WHAT YOU SHOULD DO =
Lay out the records below as a JSON list of strings, one string per line, starting at the very beginning and going on through the line that contains "negative clicks: (70, 270)". Skip blank lines and leave the pictures out.

EXTRACTED ENTRIES =
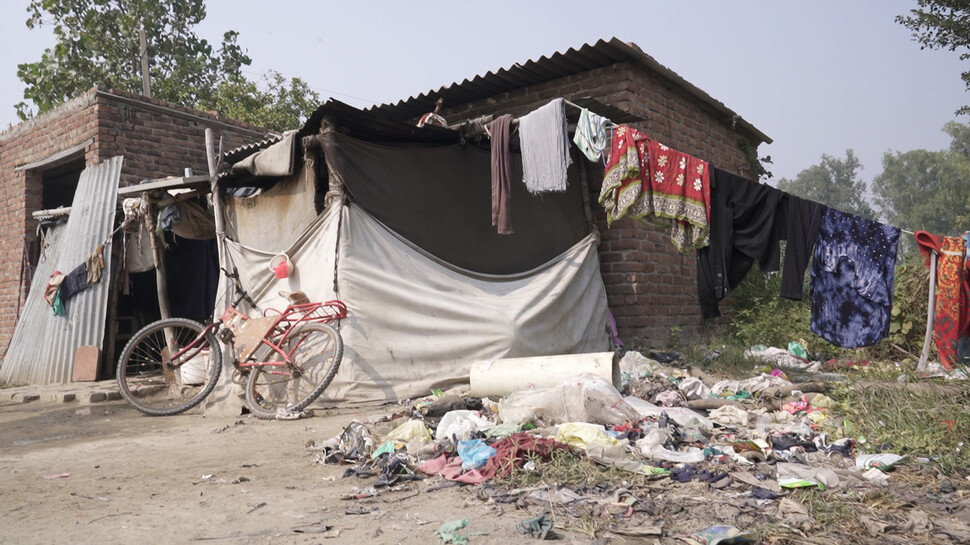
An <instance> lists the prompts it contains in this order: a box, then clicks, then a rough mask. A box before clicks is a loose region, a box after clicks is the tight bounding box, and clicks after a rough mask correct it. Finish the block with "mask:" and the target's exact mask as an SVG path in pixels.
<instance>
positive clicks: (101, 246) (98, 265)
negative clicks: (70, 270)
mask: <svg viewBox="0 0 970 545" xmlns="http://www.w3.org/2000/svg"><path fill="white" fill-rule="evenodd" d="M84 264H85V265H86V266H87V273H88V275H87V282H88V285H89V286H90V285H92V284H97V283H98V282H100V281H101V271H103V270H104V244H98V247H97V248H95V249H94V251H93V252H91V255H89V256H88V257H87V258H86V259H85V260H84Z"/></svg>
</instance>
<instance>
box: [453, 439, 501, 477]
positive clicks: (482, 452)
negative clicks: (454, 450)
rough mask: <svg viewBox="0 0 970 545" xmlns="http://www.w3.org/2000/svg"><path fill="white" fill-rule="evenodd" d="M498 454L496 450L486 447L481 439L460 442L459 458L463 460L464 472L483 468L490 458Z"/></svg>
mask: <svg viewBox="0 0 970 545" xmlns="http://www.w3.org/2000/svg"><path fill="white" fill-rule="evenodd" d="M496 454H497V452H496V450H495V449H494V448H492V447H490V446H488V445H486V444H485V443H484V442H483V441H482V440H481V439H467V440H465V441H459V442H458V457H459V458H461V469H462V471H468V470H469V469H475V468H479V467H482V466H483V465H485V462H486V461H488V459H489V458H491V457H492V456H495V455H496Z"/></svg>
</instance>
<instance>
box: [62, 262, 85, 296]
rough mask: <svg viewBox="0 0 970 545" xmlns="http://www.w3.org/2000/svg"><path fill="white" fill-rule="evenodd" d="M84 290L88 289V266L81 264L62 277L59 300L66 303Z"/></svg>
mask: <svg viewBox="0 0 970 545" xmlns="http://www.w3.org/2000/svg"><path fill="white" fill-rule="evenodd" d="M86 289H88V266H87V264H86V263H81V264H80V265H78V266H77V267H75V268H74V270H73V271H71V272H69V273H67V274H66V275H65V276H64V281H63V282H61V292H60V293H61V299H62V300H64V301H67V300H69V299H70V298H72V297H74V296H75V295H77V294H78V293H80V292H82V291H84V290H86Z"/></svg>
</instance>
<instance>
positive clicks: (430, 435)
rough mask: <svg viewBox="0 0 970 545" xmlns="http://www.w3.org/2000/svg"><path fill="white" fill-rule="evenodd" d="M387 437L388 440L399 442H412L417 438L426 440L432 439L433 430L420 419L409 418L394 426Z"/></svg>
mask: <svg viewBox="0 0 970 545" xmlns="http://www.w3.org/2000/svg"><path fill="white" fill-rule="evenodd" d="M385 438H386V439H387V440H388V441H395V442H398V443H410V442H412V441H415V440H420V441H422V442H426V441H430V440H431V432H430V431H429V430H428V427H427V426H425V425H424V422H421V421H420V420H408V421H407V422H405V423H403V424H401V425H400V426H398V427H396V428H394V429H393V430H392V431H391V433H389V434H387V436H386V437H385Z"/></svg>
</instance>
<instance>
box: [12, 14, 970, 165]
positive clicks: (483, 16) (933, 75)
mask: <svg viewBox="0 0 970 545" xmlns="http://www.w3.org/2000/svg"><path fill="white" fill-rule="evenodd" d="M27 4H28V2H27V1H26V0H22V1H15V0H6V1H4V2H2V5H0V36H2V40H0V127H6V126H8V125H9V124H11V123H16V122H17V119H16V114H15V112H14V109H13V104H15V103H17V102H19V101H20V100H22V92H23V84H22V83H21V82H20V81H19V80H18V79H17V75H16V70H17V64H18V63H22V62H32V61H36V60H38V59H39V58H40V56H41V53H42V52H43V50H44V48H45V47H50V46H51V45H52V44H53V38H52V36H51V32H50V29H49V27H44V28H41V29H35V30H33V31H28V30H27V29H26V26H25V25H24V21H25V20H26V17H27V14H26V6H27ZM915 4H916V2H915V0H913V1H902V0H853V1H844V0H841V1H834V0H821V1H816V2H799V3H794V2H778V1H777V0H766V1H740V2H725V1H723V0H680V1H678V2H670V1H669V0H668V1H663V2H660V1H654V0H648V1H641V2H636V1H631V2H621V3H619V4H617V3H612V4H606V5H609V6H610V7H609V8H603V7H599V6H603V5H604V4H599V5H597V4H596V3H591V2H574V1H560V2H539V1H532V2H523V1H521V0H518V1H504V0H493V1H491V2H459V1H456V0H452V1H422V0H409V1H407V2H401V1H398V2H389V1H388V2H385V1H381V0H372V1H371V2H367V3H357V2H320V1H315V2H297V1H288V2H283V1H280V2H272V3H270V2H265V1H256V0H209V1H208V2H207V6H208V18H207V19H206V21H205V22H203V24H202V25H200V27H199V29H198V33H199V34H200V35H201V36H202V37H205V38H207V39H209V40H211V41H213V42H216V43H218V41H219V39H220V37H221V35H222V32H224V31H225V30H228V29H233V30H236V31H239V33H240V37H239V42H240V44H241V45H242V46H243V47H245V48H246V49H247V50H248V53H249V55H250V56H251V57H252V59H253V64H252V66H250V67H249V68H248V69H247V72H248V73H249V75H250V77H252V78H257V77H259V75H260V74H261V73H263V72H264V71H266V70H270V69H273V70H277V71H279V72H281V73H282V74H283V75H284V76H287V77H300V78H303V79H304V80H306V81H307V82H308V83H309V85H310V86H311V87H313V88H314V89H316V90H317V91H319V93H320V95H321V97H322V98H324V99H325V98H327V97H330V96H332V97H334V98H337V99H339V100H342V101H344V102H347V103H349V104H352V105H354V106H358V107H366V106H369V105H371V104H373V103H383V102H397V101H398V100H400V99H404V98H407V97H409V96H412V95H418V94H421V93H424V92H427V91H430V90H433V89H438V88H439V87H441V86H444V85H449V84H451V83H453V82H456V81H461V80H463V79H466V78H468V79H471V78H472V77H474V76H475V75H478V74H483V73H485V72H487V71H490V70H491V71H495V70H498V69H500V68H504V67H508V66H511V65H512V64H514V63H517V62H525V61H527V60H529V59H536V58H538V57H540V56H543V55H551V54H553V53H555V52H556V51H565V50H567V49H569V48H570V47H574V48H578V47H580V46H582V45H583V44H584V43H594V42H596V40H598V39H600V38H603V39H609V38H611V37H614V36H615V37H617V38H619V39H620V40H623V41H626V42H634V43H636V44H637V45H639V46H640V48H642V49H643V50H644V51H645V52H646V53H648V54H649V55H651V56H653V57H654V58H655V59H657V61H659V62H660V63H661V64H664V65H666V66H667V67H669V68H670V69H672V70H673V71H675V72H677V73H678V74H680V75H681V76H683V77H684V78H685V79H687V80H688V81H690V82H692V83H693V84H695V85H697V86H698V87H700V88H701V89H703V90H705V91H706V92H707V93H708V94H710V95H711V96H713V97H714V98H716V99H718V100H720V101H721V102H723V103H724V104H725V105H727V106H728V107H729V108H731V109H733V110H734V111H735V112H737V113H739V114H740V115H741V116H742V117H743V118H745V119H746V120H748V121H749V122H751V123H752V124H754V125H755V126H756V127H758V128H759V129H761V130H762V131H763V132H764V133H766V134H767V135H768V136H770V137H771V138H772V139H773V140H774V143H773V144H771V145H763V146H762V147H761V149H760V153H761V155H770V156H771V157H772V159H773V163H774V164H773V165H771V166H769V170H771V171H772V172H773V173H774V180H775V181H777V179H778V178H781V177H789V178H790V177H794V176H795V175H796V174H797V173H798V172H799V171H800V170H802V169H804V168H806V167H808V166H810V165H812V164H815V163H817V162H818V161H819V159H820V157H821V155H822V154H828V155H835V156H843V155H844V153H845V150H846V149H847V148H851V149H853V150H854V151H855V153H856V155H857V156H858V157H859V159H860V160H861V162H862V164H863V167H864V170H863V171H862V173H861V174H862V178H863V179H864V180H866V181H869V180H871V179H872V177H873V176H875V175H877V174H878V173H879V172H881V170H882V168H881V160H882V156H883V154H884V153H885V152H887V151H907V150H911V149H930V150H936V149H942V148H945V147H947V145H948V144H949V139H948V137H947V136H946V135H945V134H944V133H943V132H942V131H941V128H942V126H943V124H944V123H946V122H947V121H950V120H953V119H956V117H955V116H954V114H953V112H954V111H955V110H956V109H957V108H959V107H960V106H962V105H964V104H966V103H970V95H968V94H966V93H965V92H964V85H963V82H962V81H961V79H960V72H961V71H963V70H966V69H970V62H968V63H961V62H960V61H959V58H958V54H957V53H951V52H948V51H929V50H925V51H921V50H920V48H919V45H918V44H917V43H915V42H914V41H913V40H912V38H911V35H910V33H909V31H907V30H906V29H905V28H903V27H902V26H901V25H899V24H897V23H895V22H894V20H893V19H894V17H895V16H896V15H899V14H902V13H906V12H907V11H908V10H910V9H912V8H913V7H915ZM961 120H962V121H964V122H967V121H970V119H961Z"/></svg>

RESULT OF THIS TASK =
[
  "An <instance> lists the prompts it contains in this order: a box, then clicks, then a rough mask. A box before clicks is a loose region, a box after clicks is the tight bounding box, and clicks after a rough mask correct it. Finish the block with \"mask:\" and the target's exact mask as an SVG path in pixels.",
  "<instance>",
  "positive clicks: (101, 246) (98, 265)",
  "negative clicks: (70, 270)"
]